WHAT IS REQUIRED:
Give back exactly the lines from the one containing "Task: where can the shark" through the end of the records, including both, and no others.

[Data items]
------------------------------

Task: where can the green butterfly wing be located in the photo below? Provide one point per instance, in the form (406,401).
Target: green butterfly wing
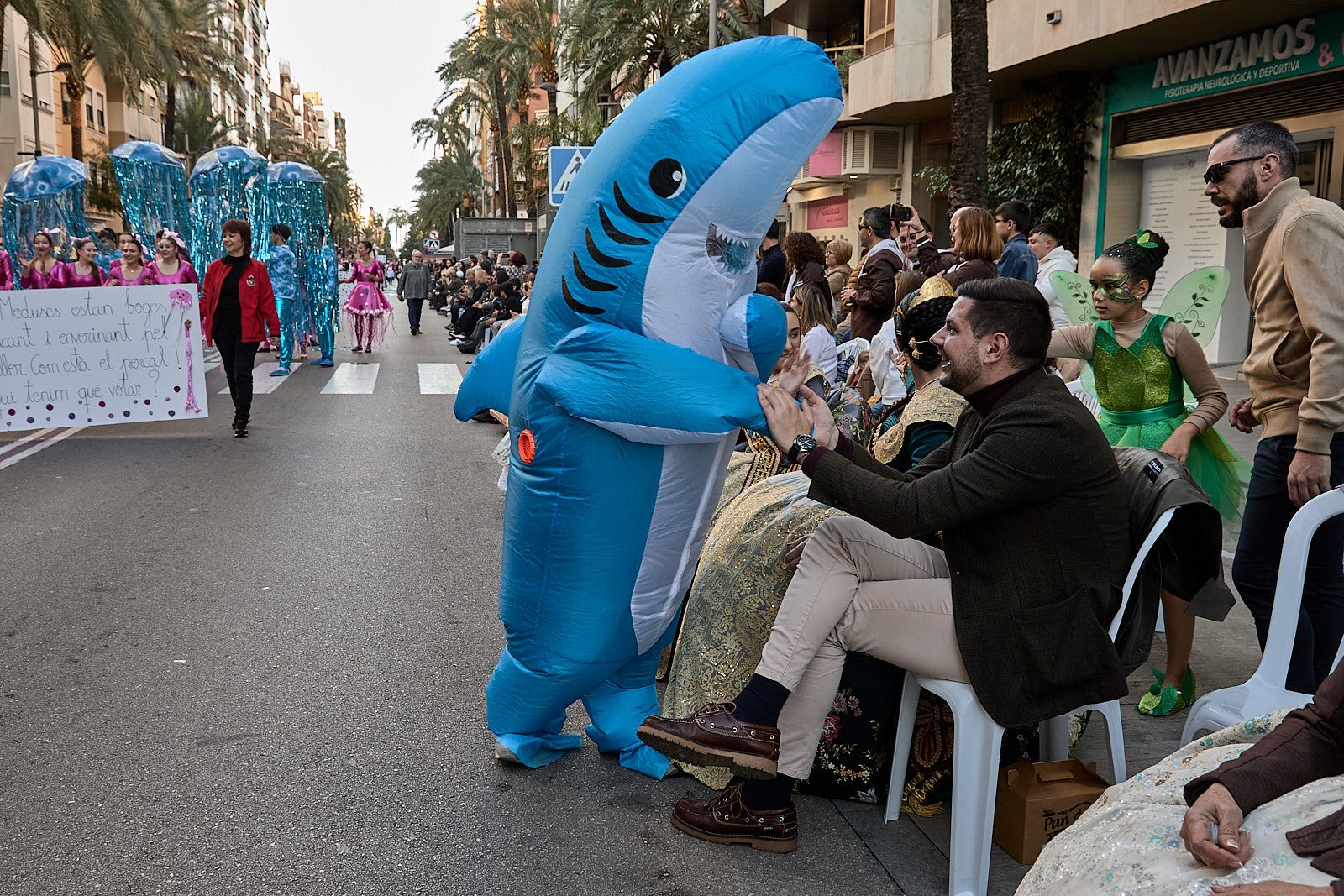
(1074,291)
(1196,300)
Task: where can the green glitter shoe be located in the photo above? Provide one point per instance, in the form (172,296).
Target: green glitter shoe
(1169,700)
(1159,676)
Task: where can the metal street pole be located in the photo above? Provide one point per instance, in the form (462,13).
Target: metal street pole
(33,76)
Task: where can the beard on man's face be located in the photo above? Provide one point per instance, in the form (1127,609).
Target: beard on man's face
(1243,199)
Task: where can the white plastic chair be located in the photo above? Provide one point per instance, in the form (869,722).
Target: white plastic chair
(978,741)
(1267,689)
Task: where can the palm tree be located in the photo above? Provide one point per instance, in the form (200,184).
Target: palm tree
(534,36)
(616,46)
(441,129)
(198,127)
(127,38)
(448,188)
(472,82)
(969,160)
(396,217)
(342,195)
(279,141)
(201,54)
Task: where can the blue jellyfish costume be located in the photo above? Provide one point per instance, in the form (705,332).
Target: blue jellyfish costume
(218,192)
(628,380)
(291,194)
(42,192)
(152,183)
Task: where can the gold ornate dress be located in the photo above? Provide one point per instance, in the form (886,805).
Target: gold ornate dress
(737,593)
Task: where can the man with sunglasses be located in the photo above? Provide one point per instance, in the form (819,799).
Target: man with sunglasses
(1294,280)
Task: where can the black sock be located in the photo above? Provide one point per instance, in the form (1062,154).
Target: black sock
(759,795)
(761,701)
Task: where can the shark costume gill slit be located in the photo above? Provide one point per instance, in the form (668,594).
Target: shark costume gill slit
(627,383)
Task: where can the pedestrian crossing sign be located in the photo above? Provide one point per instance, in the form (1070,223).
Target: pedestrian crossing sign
(562,164)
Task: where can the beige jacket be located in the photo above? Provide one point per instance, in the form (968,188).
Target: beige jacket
(1294,280)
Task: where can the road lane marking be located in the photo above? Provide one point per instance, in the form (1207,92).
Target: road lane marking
(51,438)
(440,379)
(353,379)
(30,437)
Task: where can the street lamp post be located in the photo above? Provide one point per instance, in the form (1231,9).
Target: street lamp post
(33,76)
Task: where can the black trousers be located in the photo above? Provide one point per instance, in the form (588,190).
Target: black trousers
(237,358)
(1320,622)
(470,318)
(413,311)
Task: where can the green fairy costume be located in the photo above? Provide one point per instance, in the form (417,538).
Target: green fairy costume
(1142,399)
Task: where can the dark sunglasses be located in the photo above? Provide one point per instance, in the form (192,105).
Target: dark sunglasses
(1218,170)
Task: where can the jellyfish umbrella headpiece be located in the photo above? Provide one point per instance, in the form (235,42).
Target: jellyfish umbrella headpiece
(44,194)
(152,181)
(218,192)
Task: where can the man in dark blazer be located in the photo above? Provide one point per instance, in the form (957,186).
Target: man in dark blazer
(1027,499)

------------------------------

RESULT FOR THIS EXERCISE:
Task: where can the shark costume gill slit be located in the photo above? Provide one point per instance, in the form (668,594).
Target: shark costume gill slit
(627,383)
Task: where can the pedestrian crossing sign be located in the photo above? Provide one point per instance, in the form (1070,223).
Target: pedestrian crossing sign
(562,164)
Task: where can the beige jacket be located in the photo above? Provide one point per instance, in the form (968,188).
Target: beige jacket
(1294,280)
Task: where can the road lane marking be located in the photo above? Provide one point per instance, in the form (1207,92).
Target: road lane marking
(51,438)
(440,379)
(353,379)
(30,437)
Task: where can the street lamp post be located in the photo above? Provide one point per instance, in the form (1231,9).
Target: street lamp post
(33,76)
Task: where can the black trousers be located in the photo above? Provide one point per instance, in the form (588,190).
Target: black trousers
(237,358)
(1320,622)
(470,318)
(413,311)
Task: where can the green fairy costume be located in the photo above? Provide one point per instance, in the form (417,538).
Target: green fairy costume
(1142,399)
Task: where can the dark sunglasses be located in the photo above? Provide one point per instance, in the form (192,105).
Target: dark sunglasses
(1218,170)
Task: where can the jellyfish umbrella headpiece be located in the photo above? Provide one point per instance, in the form (235,42).
Target: jellyfish umbrella headpiece
(44,194)
(152,181)
(218,192)
Task: where can the man in dark blazer be located in the photo above? Provide one point per instance, in the form (957,186).
Target: man in dark blazer
(1027,499)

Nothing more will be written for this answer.